BEGIN GIVEN TEXT

The weather in Colorado has been so beautiful during the last several weeks, it’s hard to believe that November has arrived. Summer certainly has seemed to extend into fall, especially with the Rockies playing in the World Series just down the road. But time is quickly moving on and November promises to be another busy month for the College.
Briefly looking back to last month, I attended meetings of the National Commission of Veterinary Economic Issues (NCVEI) where we discussed compensation for veterinarians, and also the joint meeting of the Association of American Veterinary Medical Colleges and the American Veterinary Medical Association held in Washington, D.C. At the AAVMC/AVMA meeting, we continued to work on long-term agenda items requiring legislative action.
The Accreditation Board for Engineering & Technology (ABET) was on campus Oct. 29 and 30 to conduct a site visit for the Industrial Hygiene Specialization within the Master of Science in Environmental Health. The Industrial Hygiene program, established in 1975, was originally accredited by ABET in 1996, reaccredited in 2002, and is now up for review once again.
We ended October with the College’s Fall Faculty and Staff meeting on October 30. I’d like to thank everyone who attended the meeting and shared their thoughts. We were able to take a look at the “State of the College” and bring everyone up to date on events and activities planned for the coming year.
We’re kicking off this month with the Colorado Veterinary Medical Association’s leadership conference on Nov. 3. As a member of the Advocacy and Outreach discussions group, I’ll be attending the conference while Dr. Pete Hellyer, who leads the Commission on Education discussions, will be presenting at the conference. On Nov. 12, I’ll be in Savannah, Georgia, for the American College of Veterinary Pathologists annual meeting. Dr. Mary Anna Thrall, from the Department of Microbiology, Immunology and Pathology, is president of the ACVP and the College is pleased to be hosting a reception for all our alumni in attendance at the meeting to celebrate our centennial.

END GIVEN TEXT
BEGIN DATA BELOW

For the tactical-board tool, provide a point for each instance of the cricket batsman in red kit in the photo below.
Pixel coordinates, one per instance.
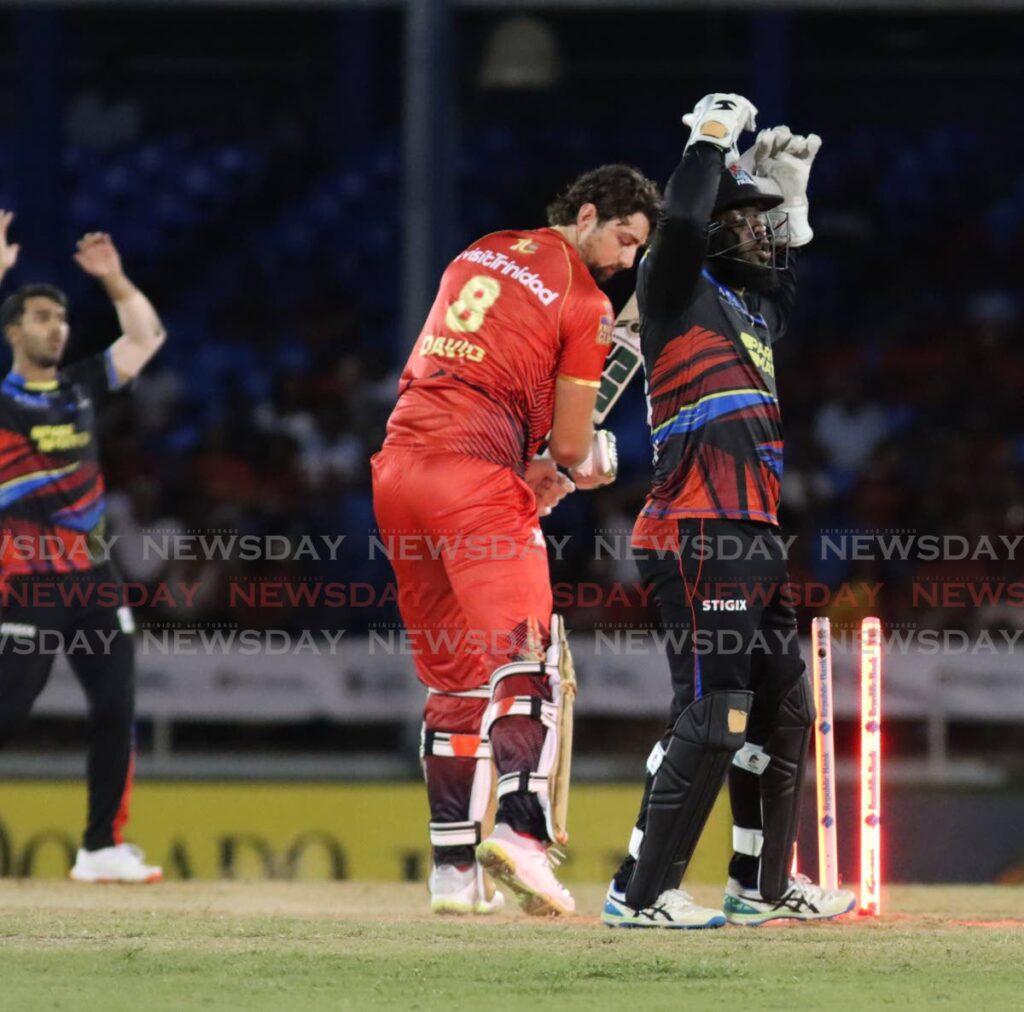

END DATA BELOW

**WORK ITEM A:** According to the update, in what year did ABET first accredit the Industrial Hygiene program?
**WORK ITEM B:** Repeat the passage of the update from "Briefly looking back" up to and including "review once again.", word for word.

**YOUR SOLUTION A:** 1996

**YOUR SOLUTION B:**
Briefly looking back to last month, I attended meetings of the National Commission of Veterinary Economic Issues (NCVEI) where we discussed compensation for veterinarians, and also the joint meeting of the Association of American Veterinary Medical Colleges and the American Veterinary Medical Association held in Washington, D.C. At the AAVMC/AVMA meeting, we continued to work on long-term agenda items requiring legislative action.
The Accreditation Board for Engineering & Technology (ABET) was on campus Oct. 29 and 30 to conduct a site visit for the Industrial Hygiene Specialization within the Master of Science in Environmental Health. The Industrial Hygiene program, established in 1975, was originally accredited by ABET in 1996, reaccredited in 2002, and is now up for review once again.